▶ WHAT NEEDS TO BE DONE
Reproduce the lines of the records word for word, from the line containing "Should you be willing to segment every instance of the black" through the end of the records.

[Region annotation entries]
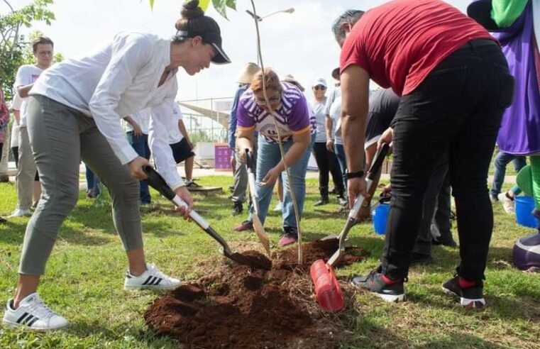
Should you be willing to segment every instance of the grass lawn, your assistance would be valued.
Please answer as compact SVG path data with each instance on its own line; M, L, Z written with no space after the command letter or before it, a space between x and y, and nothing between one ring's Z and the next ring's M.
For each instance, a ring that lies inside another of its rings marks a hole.
M231 177L201 179L203 184L226 188ZM338 233L343 224L338 208L315 208L317 183L310 179L302 226L307 240ZM0 184L0 214L7 216L16 202L13 184ZM157 197L153 192L154 199ZM255 234L238 233L233 227L245 216L232 217L228 193L214 197L196 196L197 211L231 242L256 242ZM221 262L216 243L194 224L175 216L163 199L161 209L148 210L143 225L147 258L164 272L189 280ZM143 313L157 297L149 292L123 289L125 254L116 237L110 209L86 199L79 204L60 229L42 280L40 294L48 305L71 323L65 331L38 334L0 326L0 348L178 348L174 340L155 336L146 328ZM273 207L273 204L271 206ZM357 297L359 316L351 325L352 339L343 348L538 348L540 333L540 275L512 267L512 248L532 230L517 226L514 218L495 207L495 227L486 272L485 294L488 306L465 311L441 290L452 277L459 259L457 249L435 247L436 262L411 270L406 284L408 301L390 304L364 293ZM478 217L478 219L482 219ZM27 218L0 225L0 301L12 297ZM274 212L267 231L275 243L280 218ZM454 234L456 231L454 230ZM375 267L384 237L370 224L355 227L350 245L370 252L365 262L340 269L349 276ZM457 240L457 237L456 237Z

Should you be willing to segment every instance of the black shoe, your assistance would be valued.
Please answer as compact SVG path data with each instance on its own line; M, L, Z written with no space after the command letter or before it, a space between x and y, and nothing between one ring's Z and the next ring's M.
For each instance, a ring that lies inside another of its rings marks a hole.
M315 204L314 204L313 206L326 205L329 202L330 202L330 200L329 200L328 196L321 196L321 199L318 201L316 201Z
M481 280L473 286L462 288L458 275L443 284L443 292L458 297L460 304L465 308L483 308L485 305L482 292L483 288L484 283Z
M353 286L373 292L386 301L398 302L405 300L405 292L403 289L404 280L387 284L382 279L381 268L374 269L365 276L353 277Z
M232 215L236 216L242 213L243 211L243 207L242 206L242 203L240 201L235 201L233 206L233 211Z
M458 247L458 244L453 240L451 240L450 241L439 241L438 240L431 240L431 245L434 245L436 246L436 245L448 246L451 248Z
M433 257L429 255L424 255L423 253L412 253L411 261L409 262L409 266L413 265L427 265L433 263Z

▶ THE REPLY
Should you be willing to segment every instance of the black shoe, your assistance would be valued.
Please answer as compact SVG path data with each instance on its own line; M, L, Z written with no space after the command letter or before it, a space between x and y, and nothing between one ring's Z and the next ring's M.
For each instance, a ring that lies inside another of its rings marks a hole.
M315 204L314 204L313 206L326 205L329 202L330 202L330 200L329 200L328 196L321 196L321 199L318 201L316 201Z
M481 280L473 286L462 288L458 275L443 284L443 292L458 297L460 304L465 308L483 308L485 305L482 292L483 288L484 283Z
M353 286L373 292L386 301L398 302L405 300L405 292L403 289L404 280L387 284L382 279L381 268L374 269L365 276L353 277Z
M232 215L236 216L242 213L243 211L243 207L242 206L242 203L240 201L235 201L233 206L233 211Z
M458 247L458 244L453 240L451 240L450 241L439 241L438 240L431 240L431 245L434 245L436 246L436 245L448 246L451 248Z
M433 257L429 255L424 255L423 253L412 253L411 261L409 262L409 266L413 265L427 265L433 263Z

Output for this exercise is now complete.